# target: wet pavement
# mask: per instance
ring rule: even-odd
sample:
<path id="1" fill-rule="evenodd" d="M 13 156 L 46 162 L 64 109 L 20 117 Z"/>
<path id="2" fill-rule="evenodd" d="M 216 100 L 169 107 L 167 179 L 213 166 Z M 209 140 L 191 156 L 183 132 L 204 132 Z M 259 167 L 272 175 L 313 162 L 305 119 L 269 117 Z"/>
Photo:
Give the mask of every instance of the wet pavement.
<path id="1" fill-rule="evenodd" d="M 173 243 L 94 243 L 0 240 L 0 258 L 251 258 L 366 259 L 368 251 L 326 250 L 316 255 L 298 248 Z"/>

## 목표
위 데이터 전체를 한 글자도 바꾸지 말고 처음부터 끝까지 그대로 다시 적으세요.

## 답변
# target: wet pavement
# mask: per instance
ring rule: even-odd
sample:
<path id="1" fill-rule="evenodd" d="M 13 156 L 46 162 L 64 109 L 20 117 Z"/>
<path id="2" fill-rule="evenodd" d="M 216 100 L 169 107 L 167 179 L 213 166 Z M 209 140 L 191 156 L 183 132 L 204 132 Z M 259 167 L 272 175 L 313 162 L 305 119 L 269 117 Z"/>
Photo:
Give the mask of every instance of the wet pavement.
<path id="1" fill-rule="evenodd" d="M 173 243 L 94 243 L 0 240 L 0 258 L 251 258 L 366 259 L 368 251 L 326 250 L 316 255 L 298 248 Z"/>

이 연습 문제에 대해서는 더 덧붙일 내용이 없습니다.